EXTRACTED MATERIAL:
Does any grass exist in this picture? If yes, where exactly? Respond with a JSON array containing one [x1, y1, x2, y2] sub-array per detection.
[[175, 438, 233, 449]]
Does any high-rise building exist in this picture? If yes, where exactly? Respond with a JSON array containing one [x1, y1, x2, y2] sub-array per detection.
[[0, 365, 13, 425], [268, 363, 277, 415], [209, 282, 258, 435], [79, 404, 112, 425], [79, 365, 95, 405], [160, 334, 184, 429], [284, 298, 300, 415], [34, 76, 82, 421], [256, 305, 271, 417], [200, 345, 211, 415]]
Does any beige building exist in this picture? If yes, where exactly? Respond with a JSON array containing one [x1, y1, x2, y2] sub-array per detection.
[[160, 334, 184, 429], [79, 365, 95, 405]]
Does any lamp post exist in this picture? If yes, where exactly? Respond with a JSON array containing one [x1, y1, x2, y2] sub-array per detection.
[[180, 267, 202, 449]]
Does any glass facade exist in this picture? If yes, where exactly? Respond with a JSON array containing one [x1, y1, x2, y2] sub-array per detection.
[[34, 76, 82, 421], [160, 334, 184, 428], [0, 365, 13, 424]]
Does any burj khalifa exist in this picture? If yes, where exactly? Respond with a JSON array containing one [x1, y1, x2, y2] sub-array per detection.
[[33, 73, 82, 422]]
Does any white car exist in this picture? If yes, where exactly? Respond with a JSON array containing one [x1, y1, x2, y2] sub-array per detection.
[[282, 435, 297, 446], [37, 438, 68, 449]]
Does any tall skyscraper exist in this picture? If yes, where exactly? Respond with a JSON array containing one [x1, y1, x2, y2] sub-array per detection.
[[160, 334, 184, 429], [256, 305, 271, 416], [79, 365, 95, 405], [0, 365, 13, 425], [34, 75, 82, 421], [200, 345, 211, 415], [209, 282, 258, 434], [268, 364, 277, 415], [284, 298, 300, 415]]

TASK REQUIREMENTS: Update all the entries above by putting "Reply" wherever "Respond" occurs. Every other word and every coordinate must stay as it is.

ANSWER TO THE PROBLEM:
Does any grass exist in this picture? If yes, where exactly? Reply with a JSON array containing one [x1, y1, x2, y2] sub-array per detection.
[[175, 438, 233, 449]]
Does any high-rise building exist in this picture? If yes, where exactly? Reply with a JSON array containing one [x1, y1, x2, y2] sub-array per detection.
[[0, 365, 13, 425], [268, 363, 277, 415], [209, 282, 258, 435], [79, 404, 112, 425], [79, 365, 95, 405], [160, 334, 184, 429], [284, 298, 300, 415], [34, 76, 82, 421], [256, 305, 271, 417], [200, 345, 211, 415]]
Does any beige building exist in this picture? If yes, where exactly? Reply with a JSON array containing one [x1, y1, x2, y2] sub-array per detection.
[[160, 334, 184, 429], [79, 365, 95, 405]]
Does any lamp post exist in this picture? If yes, where exactly? Reply with a JSON array containing one [x1, y1, x2, y2] sub-array per detection.
[[180, 267, 202, 449]]
Does any glass facade exist in this picture? If yes, where exactly? Reply with a JSON array containing one [x1, y1, x2, y2] sub-array per detection.
[[34, 76, 82, 421], [160, 334, 184, 428], [0, 365, 13, 424]]
Does any burj khalifa exist in this picture? If yes, where exactly? Reply with a JSON array containing one [x1, y1, x2, y2] sub-array per detection.
[[33, 73, 82, 422]]
Does any white car exist in this picture? If yes, where exactly? Reply with a JSON array containing one [x1, y1, x2, y2] sub-array per detection.
[[282, 435, 297, 446], [37, 438, 68, 449]]
Does any tall skyscraper exist in this picture? If yes, where exactly? Reply with a JSON array containing one [x1, y1, x2, y2] sub-array per detection.
[[160, 334, 184, 429], [256, 305, 271, 416], [79, 365, 95, 405], [0, 365, 13, 425], [34, 75, 82, 421], [200, 345, 211, 415], [209, 282, 258, 434], [268, 364, 277, 415], [284, 298, 300, 415]]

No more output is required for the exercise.